#### Requisitos do exercício:
Transcreva na íntegra o texto abaixo sobre a lenda de Robert Johnson, sem alterar nenhuma palavra ou sinal.

#### Texto fornecido:
+++++

A lenda de Robert Johnson: o Diabo na encruzilhada

Robert Johnson dedicou sua vida à música. Nascido no estado do Mississipi em 1911, ele foi um dos maiores nomes do blues de todos os tempos. Com sua voz e habilidades de compositor e guitarrista, Johnson lançou as bases do que viria a ser o rock ‘n’ roll. De fato, não há um som de blues ou de rock que não tenha seus acordes. Sua música abriu caminho para Eric Clapton, Bob Dylan, Keith Richards e Robert Plant, só para citar alguns dos nossos heróis do rock. No entanto, não só a música fez nascer a lenda de Robert Johnson. As histórias que o cercam deram a ele uma aura mágica e sobrenatural.

+++++

#### Registros de dados:
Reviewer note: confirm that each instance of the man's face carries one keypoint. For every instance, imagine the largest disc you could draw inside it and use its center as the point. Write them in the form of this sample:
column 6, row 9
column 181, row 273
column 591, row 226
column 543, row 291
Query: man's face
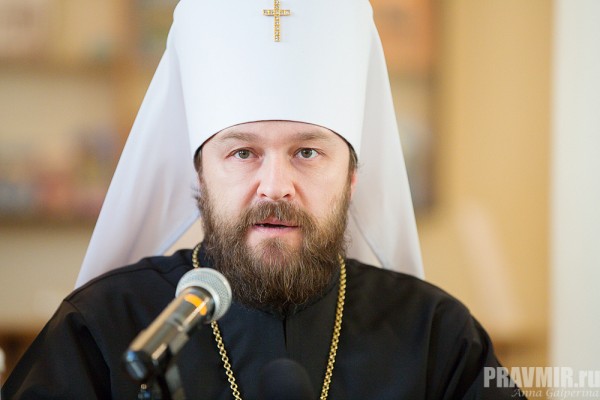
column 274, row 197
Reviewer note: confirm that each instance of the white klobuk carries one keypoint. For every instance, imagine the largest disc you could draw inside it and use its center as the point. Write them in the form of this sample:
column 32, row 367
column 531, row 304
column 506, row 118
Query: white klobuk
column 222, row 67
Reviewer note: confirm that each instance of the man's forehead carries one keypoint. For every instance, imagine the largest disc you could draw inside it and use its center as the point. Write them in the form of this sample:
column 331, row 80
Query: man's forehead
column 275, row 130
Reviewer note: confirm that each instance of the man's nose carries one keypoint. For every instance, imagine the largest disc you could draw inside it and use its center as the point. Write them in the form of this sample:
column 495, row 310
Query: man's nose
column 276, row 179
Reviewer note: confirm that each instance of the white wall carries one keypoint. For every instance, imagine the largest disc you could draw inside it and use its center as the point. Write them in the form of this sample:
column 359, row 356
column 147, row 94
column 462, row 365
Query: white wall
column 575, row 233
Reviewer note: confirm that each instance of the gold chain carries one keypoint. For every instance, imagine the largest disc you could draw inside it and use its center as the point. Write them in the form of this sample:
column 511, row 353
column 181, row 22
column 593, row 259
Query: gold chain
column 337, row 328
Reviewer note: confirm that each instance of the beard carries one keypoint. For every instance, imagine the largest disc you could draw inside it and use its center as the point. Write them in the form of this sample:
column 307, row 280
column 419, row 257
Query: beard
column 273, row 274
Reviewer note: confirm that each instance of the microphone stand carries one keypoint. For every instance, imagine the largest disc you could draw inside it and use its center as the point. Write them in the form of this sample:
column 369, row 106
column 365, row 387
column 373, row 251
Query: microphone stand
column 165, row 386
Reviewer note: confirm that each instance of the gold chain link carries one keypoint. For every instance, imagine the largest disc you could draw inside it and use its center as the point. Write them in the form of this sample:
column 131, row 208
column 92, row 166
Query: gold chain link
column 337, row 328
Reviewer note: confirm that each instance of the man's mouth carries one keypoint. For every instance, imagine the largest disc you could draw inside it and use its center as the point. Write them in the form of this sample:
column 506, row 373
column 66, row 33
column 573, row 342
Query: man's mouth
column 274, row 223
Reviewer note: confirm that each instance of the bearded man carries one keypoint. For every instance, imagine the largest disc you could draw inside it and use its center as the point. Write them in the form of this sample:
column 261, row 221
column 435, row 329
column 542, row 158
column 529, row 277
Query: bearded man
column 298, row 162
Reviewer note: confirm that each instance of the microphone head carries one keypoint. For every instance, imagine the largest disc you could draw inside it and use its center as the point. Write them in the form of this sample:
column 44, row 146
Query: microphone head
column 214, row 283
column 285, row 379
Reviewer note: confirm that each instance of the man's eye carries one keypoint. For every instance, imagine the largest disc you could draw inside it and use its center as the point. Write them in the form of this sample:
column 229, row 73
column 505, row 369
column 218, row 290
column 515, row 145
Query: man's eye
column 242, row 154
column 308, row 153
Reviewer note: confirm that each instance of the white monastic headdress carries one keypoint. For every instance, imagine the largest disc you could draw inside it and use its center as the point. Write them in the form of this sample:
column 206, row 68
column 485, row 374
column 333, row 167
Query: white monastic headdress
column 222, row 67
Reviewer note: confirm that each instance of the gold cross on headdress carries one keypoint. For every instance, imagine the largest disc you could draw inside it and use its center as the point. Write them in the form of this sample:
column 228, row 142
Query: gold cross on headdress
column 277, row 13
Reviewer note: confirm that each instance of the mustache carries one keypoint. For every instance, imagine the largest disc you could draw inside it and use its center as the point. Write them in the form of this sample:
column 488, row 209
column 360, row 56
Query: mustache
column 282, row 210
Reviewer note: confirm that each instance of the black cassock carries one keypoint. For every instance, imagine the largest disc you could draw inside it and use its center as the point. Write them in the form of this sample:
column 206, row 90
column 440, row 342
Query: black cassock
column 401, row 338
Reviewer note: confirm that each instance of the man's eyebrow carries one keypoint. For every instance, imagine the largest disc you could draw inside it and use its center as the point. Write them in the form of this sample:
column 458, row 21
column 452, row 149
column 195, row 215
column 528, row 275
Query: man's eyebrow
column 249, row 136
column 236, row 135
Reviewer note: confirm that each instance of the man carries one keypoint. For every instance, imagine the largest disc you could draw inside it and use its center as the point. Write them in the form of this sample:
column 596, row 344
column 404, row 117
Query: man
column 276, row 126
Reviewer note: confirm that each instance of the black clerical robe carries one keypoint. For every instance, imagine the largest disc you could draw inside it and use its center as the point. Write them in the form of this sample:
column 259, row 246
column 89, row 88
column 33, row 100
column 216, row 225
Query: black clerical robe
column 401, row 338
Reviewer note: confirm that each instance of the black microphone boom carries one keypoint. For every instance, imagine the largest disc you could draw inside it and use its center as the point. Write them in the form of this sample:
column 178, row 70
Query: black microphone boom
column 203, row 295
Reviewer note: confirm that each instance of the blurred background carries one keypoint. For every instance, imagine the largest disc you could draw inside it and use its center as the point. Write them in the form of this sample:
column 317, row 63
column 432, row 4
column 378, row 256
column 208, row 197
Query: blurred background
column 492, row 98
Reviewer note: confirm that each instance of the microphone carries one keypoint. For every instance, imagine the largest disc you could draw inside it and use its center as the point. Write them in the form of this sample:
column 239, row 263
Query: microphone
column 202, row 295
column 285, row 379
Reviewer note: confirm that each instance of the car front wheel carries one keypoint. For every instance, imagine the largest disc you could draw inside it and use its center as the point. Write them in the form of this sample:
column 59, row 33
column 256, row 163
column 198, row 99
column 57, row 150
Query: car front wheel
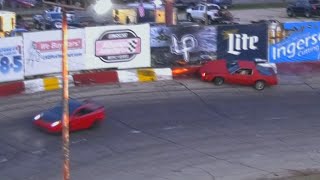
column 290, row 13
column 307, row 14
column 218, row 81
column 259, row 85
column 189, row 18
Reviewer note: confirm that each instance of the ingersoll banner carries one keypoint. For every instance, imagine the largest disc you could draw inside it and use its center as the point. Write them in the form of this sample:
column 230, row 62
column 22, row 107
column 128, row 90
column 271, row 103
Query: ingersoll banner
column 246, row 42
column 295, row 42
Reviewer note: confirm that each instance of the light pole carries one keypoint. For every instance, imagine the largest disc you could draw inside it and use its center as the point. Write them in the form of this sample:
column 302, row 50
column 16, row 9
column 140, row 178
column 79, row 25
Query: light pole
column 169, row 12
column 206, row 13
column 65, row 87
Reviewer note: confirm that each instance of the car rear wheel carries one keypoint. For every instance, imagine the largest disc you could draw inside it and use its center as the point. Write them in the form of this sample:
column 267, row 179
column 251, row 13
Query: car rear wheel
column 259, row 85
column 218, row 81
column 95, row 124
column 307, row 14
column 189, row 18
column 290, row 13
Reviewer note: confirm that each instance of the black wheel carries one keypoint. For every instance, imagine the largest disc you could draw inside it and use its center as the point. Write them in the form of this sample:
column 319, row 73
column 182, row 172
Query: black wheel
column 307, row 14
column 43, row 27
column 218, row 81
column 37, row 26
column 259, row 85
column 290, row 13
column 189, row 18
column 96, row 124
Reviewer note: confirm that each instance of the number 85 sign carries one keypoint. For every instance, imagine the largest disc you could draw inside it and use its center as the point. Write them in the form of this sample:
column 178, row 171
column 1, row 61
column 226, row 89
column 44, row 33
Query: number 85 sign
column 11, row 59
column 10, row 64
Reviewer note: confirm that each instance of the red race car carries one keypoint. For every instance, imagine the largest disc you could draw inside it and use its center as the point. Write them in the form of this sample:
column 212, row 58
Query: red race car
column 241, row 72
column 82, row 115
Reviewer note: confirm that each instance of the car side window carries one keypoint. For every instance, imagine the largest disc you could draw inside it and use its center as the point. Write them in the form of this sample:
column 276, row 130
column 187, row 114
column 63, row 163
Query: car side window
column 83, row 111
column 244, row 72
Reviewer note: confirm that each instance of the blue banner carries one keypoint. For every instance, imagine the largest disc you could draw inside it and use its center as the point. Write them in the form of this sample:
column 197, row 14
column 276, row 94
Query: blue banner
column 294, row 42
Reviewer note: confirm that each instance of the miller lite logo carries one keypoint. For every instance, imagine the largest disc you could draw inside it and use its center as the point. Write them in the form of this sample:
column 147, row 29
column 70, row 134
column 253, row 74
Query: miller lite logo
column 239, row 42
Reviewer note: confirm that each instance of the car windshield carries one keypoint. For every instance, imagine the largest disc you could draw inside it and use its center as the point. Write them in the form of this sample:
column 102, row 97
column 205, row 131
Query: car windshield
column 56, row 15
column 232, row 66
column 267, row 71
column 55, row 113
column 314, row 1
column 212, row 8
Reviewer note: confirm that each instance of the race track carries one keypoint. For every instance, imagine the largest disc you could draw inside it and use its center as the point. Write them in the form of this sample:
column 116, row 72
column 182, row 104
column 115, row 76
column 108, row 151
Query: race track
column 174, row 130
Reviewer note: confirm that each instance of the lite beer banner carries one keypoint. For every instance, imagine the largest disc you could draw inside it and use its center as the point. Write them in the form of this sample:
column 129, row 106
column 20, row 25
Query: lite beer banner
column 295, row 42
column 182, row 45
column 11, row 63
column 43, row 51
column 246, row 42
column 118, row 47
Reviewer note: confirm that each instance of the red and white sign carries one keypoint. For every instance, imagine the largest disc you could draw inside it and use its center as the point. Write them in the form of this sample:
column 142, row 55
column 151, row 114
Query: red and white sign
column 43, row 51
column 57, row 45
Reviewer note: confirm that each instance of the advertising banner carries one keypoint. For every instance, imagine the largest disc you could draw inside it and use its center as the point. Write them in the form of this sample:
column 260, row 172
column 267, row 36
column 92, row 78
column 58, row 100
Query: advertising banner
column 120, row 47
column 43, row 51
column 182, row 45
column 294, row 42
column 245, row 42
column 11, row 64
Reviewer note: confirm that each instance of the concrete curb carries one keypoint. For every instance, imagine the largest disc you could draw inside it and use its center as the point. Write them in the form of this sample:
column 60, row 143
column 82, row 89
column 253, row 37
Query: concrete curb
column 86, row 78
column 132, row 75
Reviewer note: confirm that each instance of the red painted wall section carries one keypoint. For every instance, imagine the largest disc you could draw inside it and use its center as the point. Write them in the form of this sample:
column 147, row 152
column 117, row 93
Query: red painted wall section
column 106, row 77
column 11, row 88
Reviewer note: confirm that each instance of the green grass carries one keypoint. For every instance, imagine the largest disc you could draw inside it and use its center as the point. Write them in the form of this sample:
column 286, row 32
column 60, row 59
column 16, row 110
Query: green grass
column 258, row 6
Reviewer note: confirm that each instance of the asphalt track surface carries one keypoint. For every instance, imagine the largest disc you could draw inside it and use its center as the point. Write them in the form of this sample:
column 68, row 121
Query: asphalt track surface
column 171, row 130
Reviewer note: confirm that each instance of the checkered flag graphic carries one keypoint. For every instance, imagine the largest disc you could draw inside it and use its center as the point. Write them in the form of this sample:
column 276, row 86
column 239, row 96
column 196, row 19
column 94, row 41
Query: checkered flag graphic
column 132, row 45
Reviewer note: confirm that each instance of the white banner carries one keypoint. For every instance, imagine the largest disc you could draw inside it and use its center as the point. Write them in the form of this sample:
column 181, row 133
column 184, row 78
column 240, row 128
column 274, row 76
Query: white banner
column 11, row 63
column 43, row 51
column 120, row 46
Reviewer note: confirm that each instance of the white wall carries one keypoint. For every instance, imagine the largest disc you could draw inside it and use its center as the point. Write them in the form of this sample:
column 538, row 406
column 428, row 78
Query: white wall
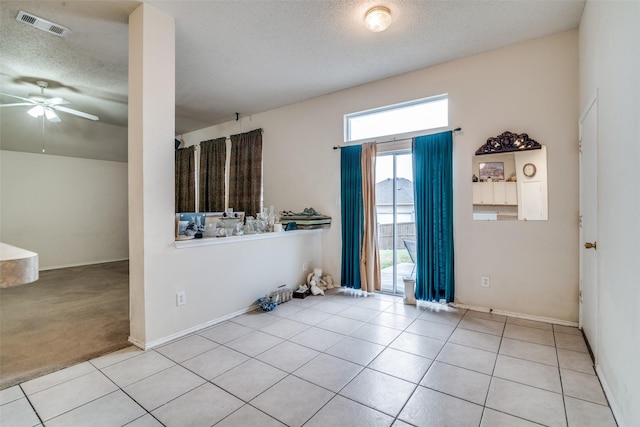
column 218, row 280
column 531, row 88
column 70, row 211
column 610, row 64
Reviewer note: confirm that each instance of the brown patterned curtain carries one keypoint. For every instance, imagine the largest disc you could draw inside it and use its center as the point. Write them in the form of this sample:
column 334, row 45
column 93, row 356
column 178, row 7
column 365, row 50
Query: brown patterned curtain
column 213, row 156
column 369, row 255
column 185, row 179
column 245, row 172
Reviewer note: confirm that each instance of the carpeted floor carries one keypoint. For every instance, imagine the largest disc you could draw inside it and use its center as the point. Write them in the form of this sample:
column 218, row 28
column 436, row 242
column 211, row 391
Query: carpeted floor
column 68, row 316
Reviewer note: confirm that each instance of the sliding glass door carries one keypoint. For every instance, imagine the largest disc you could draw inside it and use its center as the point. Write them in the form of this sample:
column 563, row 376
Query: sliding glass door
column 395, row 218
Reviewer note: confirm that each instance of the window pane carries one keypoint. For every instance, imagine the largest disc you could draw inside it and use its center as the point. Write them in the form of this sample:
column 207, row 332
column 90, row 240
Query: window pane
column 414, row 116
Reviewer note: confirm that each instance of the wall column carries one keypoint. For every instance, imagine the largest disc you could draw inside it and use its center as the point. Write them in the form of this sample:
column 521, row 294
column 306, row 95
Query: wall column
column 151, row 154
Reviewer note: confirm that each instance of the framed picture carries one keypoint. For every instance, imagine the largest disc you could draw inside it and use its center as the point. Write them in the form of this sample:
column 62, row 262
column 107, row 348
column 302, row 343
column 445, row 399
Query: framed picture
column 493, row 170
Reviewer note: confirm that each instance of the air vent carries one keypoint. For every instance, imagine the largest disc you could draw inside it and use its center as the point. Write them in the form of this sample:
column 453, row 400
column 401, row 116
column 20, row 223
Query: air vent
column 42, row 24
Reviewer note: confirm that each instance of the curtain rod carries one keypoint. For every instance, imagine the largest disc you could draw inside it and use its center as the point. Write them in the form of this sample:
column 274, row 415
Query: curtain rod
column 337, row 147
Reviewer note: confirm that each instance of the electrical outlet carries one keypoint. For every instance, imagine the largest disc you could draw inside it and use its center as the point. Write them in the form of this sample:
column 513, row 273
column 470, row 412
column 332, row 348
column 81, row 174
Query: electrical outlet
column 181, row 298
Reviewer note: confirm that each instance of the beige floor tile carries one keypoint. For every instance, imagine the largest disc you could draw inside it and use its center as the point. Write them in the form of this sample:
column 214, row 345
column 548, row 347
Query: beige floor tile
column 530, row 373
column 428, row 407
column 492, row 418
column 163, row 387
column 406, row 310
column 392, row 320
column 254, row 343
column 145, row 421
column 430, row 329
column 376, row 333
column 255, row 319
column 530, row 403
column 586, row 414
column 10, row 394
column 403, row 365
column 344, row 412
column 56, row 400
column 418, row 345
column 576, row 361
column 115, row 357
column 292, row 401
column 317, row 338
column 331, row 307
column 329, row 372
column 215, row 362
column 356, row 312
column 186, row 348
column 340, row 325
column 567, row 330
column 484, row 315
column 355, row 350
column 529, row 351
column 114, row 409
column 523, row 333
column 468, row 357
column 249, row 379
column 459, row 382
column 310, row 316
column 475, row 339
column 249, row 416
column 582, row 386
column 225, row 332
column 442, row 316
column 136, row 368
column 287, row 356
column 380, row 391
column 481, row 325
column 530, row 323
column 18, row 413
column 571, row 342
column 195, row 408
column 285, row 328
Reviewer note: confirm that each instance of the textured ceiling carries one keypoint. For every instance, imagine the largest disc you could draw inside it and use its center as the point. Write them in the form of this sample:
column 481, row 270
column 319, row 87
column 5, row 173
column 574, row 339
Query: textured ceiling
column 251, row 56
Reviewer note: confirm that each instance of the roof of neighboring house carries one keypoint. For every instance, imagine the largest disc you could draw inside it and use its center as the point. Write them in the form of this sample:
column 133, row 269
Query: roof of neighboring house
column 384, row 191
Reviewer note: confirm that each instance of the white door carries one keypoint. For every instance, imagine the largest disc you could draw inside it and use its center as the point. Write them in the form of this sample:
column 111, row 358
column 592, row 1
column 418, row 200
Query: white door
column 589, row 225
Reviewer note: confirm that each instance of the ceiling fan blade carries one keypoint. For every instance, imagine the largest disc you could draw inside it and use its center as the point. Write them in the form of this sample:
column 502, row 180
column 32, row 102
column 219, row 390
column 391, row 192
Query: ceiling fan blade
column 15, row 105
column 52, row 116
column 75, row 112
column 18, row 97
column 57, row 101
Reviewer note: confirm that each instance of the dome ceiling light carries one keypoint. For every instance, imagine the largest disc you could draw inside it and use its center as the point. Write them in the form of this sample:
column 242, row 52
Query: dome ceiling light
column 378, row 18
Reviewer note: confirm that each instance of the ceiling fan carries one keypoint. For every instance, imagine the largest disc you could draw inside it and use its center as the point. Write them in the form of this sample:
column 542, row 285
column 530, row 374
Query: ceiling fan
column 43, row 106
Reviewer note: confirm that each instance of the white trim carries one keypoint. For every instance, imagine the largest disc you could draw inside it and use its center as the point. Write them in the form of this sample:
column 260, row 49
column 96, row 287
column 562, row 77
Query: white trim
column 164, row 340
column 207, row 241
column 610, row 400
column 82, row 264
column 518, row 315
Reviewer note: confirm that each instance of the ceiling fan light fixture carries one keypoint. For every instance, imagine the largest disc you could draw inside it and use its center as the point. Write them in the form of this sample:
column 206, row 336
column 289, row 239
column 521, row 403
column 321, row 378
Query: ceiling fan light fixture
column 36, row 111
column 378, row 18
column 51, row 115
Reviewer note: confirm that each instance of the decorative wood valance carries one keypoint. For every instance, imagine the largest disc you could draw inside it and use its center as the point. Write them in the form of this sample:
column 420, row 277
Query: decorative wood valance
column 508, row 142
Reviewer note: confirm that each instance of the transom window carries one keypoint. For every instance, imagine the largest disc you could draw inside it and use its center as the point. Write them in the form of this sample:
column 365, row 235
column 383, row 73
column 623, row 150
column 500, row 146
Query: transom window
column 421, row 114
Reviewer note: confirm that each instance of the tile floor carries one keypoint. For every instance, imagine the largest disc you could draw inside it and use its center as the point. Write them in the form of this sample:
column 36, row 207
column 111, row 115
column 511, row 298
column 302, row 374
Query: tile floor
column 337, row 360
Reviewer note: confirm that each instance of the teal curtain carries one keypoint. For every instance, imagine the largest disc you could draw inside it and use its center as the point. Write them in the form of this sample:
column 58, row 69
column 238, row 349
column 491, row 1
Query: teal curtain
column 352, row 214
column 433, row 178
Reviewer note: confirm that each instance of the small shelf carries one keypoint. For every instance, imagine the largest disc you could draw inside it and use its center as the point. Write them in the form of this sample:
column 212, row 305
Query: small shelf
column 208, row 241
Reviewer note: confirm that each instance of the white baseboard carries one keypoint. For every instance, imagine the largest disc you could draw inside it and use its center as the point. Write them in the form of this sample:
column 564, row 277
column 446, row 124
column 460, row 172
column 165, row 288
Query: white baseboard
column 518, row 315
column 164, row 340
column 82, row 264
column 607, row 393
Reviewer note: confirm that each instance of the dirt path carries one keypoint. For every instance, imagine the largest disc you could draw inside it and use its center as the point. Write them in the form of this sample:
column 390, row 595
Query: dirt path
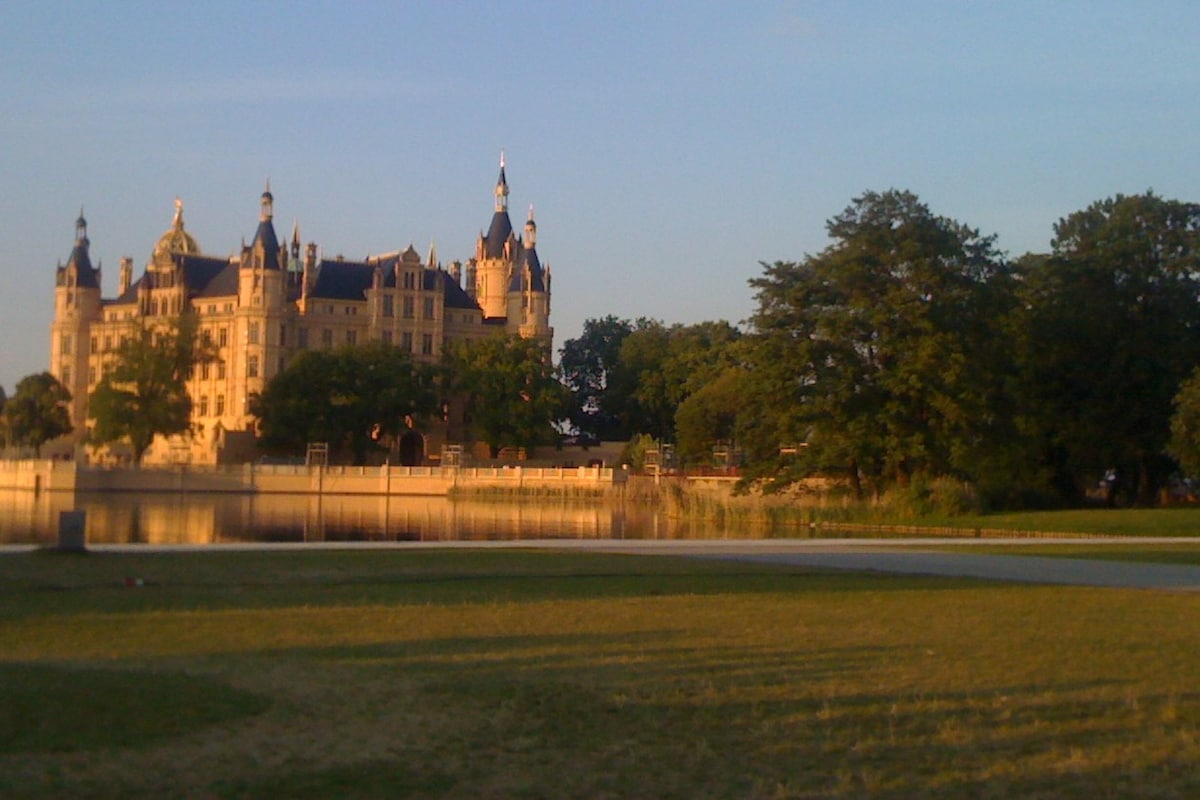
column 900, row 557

+++++

#### Resposta do exercício:
A lenda de Robert Johnson: o Diabo na encruzilhada

Robert Johnson dedicou sua vida à música. Nascido no estado do Mississipi em 1911, ele foi um dos maiores nomes do blues de todos os tempos. Com sua voz e habilidades de compositor e guitarrista, Johnson lançou as bases do que viria a ser o rock ‘n’ roll. De fato, não há um som de blues ou de rock que não tenha seus acordes. Sua música abriu caminho para Eric Clapton, Bob Dylan, Keith Richards e Robert Plant, só para citar alguns dos nossos heróis do rock. No entanto, não só a música fez nascer a lenda de Robert Johnson. As histórias que o cercam deram a ele uma aura mágica e sobrenatural.